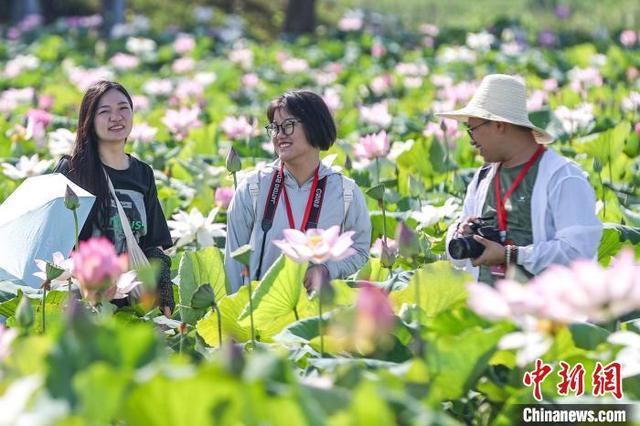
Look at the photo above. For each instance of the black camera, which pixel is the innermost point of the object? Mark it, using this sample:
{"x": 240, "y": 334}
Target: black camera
{"x": 467, "y": 247}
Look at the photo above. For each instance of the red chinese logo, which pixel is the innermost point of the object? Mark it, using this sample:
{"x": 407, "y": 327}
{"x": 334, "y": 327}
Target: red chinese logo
{"x": 536, "y": 377}
{"x": 605, "y": 379}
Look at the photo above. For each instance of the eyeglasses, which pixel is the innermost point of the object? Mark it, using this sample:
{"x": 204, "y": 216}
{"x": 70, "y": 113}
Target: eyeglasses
{"x": 287, "y": 127}
{"x": 471, "y": 129}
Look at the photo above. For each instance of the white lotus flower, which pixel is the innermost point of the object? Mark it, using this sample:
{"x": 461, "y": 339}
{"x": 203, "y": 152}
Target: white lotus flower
{"x": 59, "y": 262}
{"x": 429, "y": 215}
{"x": 61, "y": 142}
{"x": 26, "y": 167}
{"x": 193, "y": 226}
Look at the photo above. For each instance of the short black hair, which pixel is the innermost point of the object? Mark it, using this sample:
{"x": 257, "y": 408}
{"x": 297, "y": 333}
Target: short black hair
{"x": 312, "y": 111}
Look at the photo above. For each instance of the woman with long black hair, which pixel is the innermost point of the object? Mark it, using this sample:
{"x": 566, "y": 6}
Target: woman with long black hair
{"x": 105, "y": 121}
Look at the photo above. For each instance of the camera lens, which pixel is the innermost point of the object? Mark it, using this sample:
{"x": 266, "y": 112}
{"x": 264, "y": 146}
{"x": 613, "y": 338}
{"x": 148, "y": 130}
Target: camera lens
{"x": 459, "y": 248}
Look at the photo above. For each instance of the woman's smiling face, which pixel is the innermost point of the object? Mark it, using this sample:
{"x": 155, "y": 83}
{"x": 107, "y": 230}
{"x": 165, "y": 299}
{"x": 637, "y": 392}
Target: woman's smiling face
{"x": 114, "y": 117}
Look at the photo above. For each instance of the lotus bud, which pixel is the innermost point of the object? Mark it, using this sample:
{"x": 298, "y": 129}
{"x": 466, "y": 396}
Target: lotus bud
{"x": 376, "y": 192}
{"x": 597, "y": 165}
{"x": 321, "y": 283}
{"x": 408, "y": 244}
{"x": 24, "y": 313}
{"x": 347, "y": 163}
{"x": 243, "y": 254}
{"x": 233, "y": 161}
{"x": 387, "y": 255}
{"x": 71, "y": 200}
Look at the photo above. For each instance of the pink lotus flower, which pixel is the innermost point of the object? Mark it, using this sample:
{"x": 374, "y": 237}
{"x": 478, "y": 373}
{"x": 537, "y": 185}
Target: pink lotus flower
{"x": 628, "y": 38}
{"x": 378, "y": 50}
{"x": 316, "y": 245}
{"x": 250, "y": 80}
{"x": 351, "y": 21}
{"x": 183, "y": 65}
{"x": 372, "y": 146}
{"x": 376, "y": 114}
{"x": 381, "y": 84}
{"x": 242, "y": 57}
{"x": 59, "y": 262}
{"x": 143, "y": 132}
{"x": 223, "y": 197}
{"x": 179, "y": 122}
{"x": 580, "y": 292}
{"x": 123, "y": 61}
{"x": 237, "y": 128}
{"x": 97, "y": 267}
{"x": 184, "y": 43}
{"x": 374, "y": 318}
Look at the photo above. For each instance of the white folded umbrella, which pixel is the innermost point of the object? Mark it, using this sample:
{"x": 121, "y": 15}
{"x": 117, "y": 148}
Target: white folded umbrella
{"x": 34, "y": 223}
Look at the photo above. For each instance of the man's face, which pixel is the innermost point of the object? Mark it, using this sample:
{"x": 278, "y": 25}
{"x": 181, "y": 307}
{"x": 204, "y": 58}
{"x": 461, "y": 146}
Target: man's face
{"x": 485, "y": 138}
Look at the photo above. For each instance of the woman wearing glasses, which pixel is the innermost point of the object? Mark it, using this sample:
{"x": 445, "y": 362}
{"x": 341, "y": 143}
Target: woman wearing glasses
{"x": 286, "y": 194}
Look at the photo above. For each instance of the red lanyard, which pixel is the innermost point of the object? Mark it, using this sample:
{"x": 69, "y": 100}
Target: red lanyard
{"x": 500, "y": 201}
{"x": 307, "y": 210}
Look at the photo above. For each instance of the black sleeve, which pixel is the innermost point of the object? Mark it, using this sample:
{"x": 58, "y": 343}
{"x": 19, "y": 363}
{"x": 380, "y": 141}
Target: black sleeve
{"x": 157, "y": 232}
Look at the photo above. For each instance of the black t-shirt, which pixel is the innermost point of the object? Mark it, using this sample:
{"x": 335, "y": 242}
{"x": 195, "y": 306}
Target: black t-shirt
{"x": 136, "y": 190}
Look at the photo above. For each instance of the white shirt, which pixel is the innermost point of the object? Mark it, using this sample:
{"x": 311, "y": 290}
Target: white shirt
{"x": 563, "y": 218}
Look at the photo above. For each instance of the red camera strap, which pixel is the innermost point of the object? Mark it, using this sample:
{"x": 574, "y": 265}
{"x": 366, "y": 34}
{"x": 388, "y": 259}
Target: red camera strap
{"x": 500, "y": 200}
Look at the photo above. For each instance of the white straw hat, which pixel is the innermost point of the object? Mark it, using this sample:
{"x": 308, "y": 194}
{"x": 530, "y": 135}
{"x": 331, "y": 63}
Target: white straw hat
{"x": 500, "y": 97}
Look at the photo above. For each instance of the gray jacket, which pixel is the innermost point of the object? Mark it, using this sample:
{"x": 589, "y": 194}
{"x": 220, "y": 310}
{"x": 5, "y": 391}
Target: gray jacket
{"x": 244, "y": 228}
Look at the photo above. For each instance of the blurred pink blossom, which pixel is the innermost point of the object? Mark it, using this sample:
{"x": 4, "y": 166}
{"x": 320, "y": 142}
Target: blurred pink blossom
{"x": 179, "y": 122}
{"x": 430, "y": 30}
{"x": 59, "y": 261}
{"x": 158, "y": 87}
{"x": 376, "y": 248}
{"x": 331, "y": 97}
{"x": 376, "y": 114}
{"x": 550, "y": 84}
{"x": 123, "y": 61}
{"x": 563, "y": 11}
{"x": 184, "y": 43}
{"x": 374, "y": 318}
{"x": 189, "y": 89}
{"x": 381, "y": 84}
{"x": 372, "y": 145}
{"x": 451, "y": 131}
{"x": 183, "y": 65}
{"x": 140, "y": 102}
{"x": 316, "y": 245}
{"x": 242, "y": 57}
{"x": 223, "y": 197}
{"x": 250, "y": 80}
{"x": 237, "y": 128}
{"x": 628, "y": 38}
{"x": 143, "y": 133}
{"x": 97, "y": 267}
{"x": 351, "y": 21}
{"x": 294, "y": 65}
{"x": 582, "y": 78}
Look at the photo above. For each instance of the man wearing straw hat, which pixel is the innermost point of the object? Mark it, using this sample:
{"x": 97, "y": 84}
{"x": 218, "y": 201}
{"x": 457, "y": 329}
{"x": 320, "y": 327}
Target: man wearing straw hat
{"x": 539, "y": 204}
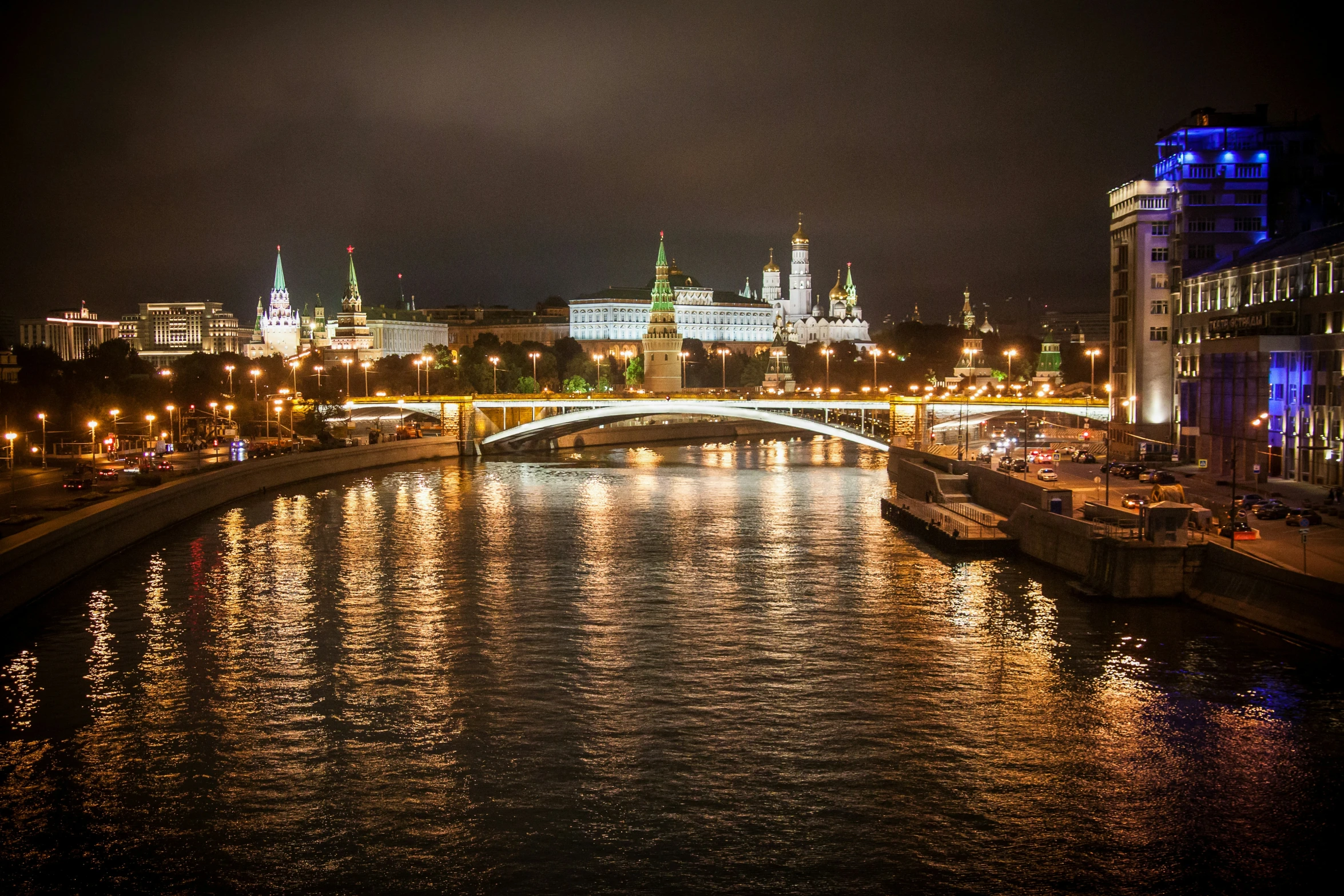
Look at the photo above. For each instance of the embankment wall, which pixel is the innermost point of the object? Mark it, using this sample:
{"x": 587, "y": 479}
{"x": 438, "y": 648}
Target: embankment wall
{"x": 39, "y": 559}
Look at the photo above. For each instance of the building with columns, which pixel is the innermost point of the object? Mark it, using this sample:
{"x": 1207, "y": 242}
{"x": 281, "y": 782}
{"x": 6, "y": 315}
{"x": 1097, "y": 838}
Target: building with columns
{"x": 662, "y": 340}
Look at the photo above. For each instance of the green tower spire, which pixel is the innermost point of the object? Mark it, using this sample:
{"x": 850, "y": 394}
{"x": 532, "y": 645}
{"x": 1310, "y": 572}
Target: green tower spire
{"x": 280, "y": 274}
{"x": 662, "y": 293}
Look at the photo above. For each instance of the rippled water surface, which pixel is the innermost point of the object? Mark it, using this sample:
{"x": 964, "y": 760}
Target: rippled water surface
{"x": 674, "y": 670}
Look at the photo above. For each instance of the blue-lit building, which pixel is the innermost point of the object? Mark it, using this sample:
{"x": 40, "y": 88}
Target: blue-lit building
{"x": 1222, "y": 185}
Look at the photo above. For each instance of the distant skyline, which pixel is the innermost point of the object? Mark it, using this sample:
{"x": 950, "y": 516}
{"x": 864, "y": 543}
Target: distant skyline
{"x": 504, "y": 153}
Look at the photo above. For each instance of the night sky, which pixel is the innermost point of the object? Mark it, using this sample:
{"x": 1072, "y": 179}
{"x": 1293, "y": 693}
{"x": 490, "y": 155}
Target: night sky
{"x": 503, "y": 153}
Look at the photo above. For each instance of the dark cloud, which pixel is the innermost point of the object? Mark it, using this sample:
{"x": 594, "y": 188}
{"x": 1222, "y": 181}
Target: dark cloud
{"x": 504, "y": 152}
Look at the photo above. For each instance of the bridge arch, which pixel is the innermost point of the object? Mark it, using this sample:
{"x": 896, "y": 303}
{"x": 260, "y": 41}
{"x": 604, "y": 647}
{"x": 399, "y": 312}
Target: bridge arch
{"x": 570, "y": 422}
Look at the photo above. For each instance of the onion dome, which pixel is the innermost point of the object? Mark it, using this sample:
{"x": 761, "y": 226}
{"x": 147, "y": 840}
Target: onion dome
{"x": 838, "y": 293}
{"x": 800, "y": 237}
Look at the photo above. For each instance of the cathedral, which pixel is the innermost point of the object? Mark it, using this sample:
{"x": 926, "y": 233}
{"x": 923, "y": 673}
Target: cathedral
{"x": 803, "y": 316}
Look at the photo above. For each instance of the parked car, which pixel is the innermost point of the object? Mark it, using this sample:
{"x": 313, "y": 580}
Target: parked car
{"x": 1296, "y": 515}
{"x": 1270, "y": 511}
{"x": 78, "y": 479}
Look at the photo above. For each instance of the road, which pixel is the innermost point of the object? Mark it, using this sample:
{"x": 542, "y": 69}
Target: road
{"x": 1279, "y": 543}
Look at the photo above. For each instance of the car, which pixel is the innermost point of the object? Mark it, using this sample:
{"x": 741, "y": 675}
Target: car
{"x": 1297, "y": 515}
{"x": 78, "y": 479}
{"x": 1270, "y": 511}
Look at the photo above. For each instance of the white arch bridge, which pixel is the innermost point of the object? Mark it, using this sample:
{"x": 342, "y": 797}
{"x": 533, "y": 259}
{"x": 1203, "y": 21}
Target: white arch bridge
{"x": 512, "y": 422}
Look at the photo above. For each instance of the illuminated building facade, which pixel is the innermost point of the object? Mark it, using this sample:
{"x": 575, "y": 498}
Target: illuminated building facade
{"x": 1265, "y": 336}
{"x": 70, "y": 333}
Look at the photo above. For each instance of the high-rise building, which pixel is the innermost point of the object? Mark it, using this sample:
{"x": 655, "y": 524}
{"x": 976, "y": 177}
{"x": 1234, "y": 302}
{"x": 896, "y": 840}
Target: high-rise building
{"x": 662, "y": 340}
{"x": 1222, "y": 183}
{"x": 70, "y": 333}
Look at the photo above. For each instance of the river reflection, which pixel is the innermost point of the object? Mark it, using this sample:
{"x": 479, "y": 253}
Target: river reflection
{"x": 642, "y": 670}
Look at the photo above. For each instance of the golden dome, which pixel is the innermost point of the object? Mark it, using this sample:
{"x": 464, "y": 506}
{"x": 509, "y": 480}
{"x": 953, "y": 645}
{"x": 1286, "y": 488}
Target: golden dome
{"x": 838, "y": 292}
{"x": 800, "y": 237}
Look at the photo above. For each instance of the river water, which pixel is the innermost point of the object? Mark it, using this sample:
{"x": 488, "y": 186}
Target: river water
{"x": 628, "y": 671}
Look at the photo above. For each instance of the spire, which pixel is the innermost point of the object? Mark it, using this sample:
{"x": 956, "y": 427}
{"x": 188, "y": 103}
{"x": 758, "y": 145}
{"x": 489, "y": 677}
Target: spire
{"x": 280, "y": 274}
{"x": 351, "y": 297}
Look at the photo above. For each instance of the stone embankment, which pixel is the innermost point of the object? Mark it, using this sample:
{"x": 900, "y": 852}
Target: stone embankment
{"x": 39, "y": 559}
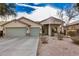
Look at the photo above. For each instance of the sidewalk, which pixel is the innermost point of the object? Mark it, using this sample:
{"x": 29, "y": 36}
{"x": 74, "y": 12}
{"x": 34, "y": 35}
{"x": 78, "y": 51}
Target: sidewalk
{"x": 56, "y": 47}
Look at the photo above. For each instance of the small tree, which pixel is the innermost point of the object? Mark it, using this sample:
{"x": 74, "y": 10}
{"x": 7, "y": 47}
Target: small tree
{"x": 7, "y": 9}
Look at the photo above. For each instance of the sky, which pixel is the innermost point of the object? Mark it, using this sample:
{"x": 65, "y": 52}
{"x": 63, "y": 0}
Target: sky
{"x": 39, "y": 11}
{"x": 25, "y": 7}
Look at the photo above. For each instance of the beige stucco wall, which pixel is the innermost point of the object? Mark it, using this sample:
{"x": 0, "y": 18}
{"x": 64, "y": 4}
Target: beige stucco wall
{"x": 51, "y": 21}
{"x": 1, "y": 28}
{"x": 31, "y": 23}
{"x": 15, "y": 24}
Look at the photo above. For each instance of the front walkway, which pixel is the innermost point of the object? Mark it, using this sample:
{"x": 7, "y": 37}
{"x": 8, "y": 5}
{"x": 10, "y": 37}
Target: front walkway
{"x": 57, "y": 47}
{"x": 19, "y": 46}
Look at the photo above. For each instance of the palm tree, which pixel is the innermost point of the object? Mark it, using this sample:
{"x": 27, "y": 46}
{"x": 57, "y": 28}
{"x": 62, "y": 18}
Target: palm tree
{"x": 7, "y": 9}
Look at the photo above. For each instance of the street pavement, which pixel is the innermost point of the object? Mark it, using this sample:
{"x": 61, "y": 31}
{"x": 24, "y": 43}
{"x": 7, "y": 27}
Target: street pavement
{"x": 19, "y": 46}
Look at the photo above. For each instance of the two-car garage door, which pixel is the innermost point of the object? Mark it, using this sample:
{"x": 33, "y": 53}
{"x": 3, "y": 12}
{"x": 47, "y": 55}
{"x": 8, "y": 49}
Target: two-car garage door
{"x": 21, "y": 31}
{"x": 16, "y": 31}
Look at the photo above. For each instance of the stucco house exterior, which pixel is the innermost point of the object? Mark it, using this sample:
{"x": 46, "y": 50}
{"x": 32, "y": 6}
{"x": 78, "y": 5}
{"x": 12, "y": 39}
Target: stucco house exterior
{"x": 24, "y": 26}
{"x": 51, "y": 25}
{"x": 73, "y": 26}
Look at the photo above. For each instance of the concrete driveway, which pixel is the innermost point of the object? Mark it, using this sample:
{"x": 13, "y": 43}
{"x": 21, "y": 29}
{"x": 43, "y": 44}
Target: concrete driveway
{"x": 19, "y": 46}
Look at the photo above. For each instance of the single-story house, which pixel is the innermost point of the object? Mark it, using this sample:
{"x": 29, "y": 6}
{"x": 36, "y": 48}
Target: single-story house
{"x": 24, "y": 26}
{"x": 21, "y": 27}
{"x": 51, "y": 25}
{"x": 73, "y": 26}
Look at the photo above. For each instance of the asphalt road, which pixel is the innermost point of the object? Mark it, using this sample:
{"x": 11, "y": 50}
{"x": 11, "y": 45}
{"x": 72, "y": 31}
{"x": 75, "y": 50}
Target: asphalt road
{"x": 19, "y": 46}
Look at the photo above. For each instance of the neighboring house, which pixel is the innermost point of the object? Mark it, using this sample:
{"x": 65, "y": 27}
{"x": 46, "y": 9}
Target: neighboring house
{"x": 51, "y": 25}
{"x": 21, "y": 27}
{"x": 73, "y": 26}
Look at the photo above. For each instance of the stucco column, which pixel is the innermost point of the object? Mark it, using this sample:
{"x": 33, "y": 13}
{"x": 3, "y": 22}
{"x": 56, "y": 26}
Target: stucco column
{"x": 49, "y": 30}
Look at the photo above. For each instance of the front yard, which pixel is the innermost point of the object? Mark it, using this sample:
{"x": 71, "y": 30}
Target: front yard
{"x": 56, "y": 47}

_ _ _ _

Instructions to follow - The required output is the exact sequence of lines from the one containing "Look at the photo above. For each instance of the neighboring" through the end of the listing, both endpoints included.

Answer to the task -
Look at the photo above. For each instance of the neighboring house, which pixel is the innermost point of the object? Mark it, using this sample:
{"x": 65, "y": 27}
{"x": 46, "y": 9}
Target: neighboring house
{"x": 51, "y": 25}
{"x": 21, "y": 27}
{"x": 73, "y": 26}
Look at the photo above. For each instance of the stucco column, which pixel is the innermost point of the object? Mark it, using this sample:
{"x": 33, "y": 13}
{"x": 3, "y": 22}
{"x": 56, "y": 26}
Target: stucco column
{"x": 49, "y": 30}
Look at the photo above. For each instance of the front yard, which pixel is the innermost point of the object? Mark it, using this sample:
{"x": 71, "y": 30}
Target: front yard
{"x": 56, "y": 47}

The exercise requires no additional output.